======== The input ========

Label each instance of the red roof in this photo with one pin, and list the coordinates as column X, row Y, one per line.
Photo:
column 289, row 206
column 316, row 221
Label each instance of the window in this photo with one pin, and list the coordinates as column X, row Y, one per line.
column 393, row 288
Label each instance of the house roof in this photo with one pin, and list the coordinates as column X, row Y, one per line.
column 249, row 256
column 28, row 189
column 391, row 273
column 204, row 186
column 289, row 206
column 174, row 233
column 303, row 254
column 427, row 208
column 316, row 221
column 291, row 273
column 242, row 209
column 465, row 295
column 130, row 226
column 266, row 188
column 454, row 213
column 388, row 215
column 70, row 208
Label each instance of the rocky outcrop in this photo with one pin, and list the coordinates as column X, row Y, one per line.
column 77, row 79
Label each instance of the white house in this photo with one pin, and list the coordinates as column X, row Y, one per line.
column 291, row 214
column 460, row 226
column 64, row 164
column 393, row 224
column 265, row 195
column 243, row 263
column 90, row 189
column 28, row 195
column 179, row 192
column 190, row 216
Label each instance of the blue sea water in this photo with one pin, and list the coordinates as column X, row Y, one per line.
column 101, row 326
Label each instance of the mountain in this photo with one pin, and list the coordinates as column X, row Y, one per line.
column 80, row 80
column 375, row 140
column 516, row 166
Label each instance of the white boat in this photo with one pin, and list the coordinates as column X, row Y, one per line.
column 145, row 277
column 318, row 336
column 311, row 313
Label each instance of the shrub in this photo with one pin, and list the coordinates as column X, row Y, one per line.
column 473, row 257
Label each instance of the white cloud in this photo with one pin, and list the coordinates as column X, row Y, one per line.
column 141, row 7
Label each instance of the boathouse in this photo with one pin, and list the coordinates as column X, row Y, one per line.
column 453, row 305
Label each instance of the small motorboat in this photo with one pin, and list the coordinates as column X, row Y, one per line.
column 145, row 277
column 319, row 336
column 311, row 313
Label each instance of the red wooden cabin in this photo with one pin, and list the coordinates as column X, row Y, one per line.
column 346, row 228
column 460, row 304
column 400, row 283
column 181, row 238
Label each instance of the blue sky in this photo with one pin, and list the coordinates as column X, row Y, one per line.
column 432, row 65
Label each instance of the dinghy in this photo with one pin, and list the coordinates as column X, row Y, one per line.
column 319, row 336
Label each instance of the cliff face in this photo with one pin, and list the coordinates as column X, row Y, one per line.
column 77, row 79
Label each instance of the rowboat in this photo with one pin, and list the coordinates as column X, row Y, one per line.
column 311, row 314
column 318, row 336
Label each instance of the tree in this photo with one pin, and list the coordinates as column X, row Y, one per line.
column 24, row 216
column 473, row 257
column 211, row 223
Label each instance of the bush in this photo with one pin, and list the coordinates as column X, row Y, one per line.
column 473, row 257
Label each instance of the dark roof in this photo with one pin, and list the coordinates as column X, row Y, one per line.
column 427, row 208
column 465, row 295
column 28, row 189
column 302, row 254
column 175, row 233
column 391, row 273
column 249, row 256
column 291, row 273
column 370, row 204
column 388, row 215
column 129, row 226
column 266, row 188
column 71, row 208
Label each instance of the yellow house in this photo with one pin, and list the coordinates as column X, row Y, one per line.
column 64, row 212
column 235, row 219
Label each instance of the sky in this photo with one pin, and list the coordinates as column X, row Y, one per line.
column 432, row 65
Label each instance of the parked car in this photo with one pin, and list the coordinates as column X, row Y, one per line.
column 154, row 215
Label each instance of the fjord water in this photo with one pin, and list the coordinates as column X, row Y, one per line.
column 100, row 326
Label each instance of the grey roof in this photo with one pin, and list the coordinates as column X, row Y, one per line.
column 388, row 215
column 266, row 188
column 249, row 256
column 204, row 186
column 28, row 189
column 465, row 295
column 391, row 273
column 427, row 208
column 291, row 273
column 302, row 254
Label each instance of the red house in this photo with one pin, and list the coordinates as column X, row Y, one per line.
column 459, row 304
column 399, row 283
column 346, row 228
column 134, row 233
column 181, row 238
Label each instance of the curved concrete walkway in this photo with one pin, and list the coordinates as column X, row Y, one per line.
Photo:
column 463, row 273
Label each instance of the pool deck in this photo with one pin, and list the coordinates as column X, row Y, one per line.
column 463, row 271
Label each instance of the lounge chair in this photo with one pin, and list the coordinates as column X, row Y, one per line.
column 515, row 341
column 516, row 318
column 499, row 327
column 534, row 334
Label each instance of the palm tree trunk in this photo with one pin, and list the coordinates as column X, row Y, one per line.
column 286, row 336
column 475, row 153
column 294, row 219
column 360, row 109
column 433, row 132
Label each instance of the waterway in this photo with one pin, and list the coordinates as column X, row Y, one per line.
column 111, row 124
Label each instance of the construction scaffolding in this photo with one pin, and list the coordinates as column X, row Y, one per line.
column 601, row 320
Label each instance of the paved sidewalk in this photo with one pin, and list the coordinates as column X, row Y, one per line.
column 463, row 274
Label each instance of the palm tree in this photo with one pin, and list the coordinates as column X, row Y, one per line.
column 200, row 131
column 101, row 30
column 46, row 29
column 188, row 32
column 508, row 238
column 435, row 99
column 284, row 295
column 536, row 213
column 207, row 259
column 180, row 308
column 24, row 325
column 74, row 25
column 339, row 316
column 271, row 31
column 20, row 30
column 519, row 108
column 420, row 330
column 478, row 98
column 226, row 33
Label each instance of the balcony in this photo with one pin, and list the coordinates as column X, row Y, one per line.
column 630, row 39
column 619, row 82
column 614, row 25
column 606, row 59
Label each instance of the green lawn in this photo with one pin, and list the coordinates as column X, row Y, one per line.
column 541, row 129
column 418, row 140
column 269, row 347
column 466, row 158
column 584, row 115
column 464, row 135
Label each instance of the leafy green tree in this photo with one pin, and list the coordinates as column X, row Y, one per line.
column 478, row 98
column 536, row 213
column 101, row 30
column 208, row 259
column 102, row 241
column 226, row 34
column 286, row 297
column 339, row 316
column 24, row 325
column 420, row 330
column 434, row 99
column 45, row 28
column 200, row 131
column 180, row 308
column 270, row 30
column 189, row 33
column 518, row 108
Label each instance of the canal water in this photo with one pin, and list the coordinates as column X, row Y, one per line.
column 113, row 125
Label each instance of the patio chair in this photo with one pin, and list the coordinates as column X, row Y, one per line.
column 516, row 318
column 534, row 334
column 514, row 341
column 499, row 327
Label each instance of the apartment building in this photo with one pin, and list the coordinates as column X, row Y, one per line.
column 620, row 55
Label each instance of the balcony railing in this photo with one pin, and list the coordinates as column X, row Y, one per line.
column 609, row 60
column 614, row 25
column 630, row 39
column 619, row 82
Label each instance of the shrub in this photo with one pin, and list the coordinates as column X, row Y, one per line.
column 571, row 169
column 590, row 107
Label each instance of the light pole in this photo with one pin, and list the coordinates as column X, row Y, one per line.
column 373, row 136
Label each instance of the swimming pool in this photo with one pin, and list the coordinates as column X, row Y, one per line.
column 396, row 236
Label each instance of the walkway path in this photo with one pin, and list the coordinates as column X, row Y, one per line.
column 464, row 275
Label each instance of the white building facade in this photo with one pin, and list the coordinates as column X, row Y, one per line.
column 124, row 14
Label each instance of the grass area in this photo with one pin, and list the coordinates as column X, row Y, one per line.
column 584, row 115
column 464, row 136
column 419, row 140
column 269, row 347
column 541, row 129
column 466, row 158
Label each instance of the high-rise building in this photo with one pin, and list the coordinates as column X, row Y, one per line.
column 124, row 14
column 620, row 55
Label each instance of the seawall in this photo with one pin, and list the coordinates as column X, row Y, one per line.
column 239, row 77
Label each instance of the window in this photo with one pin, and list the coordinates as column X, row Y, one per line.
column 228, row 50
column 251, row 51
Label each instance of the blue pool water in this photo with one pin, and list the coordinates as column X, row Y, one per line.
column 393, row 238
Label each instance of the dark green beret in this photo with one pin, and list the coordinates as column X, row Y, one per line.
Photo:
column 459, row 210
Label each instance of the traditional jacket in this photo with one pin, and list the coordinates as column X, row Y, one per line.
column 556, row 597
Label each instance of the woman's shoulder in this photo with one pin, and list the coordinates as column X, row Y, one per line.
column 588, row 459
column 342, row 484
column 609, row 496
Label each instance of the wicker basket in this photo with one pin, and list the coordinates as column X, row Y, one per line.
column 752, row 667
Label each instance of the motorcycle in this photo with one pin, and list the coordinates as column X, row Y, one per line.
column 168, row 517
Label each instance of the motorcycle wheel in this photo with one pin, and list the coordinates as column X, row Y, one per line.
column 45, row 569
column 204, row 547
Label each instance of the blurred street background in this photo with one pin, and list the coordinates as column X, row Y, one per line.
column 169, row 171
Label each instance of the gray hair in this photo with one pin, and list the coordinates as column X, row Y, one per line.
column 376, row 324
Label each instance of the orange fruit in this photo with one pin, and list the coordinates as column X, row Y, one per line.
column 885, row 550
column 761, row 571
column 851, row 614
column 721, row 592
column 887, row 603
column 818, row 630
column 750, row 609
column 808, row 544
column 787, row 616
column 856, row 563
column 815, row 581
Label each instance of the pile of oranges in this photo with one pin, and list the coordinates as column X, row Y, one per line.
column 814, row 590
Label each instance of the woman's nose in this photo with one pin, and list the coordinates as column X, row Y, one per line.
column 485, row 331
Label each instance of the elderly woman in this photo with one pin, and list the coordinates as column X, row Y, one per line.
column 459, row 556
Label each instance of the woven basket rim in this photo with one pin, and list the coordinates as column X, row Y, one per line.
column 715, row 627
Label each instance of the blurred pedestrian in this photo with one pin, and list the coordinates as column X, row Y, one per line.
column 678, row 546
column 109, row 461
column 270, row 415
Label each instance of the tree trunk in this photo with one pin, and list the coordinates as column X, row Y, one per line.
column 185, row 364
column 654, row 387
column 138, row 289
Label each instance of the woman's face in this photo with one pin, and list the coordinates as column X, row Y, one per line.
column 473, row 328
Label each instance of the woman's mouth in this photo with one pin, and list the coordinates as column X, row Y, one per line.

========

== Task ==
The lines to output run from the one containing "Label each instance of the blurred pedestrian" through the last line of the records above; repeat them exactly and nothing more.

== Exercise solution ==
Label each instance of the blurred pedestrian in this photo with one pin, and list the coordinates as column X, row Y, one per line.
column 678, row 546
column 109, row 461
column 270, row 415
Label each instance of the tree trunk in this photo with one pin, and list the coordinates as column X, row Y, one per line.
column 185, row 364
column 654, row 387
column 138, row 289
Label each instance of the woman's face in this photo with one pin, and list the coordinates as column X, row Y, one per line.
column 473, row 328
Label each instance of the woman's mouth in this photo with one pin, and list the coordinates as column X, row Y, one per line.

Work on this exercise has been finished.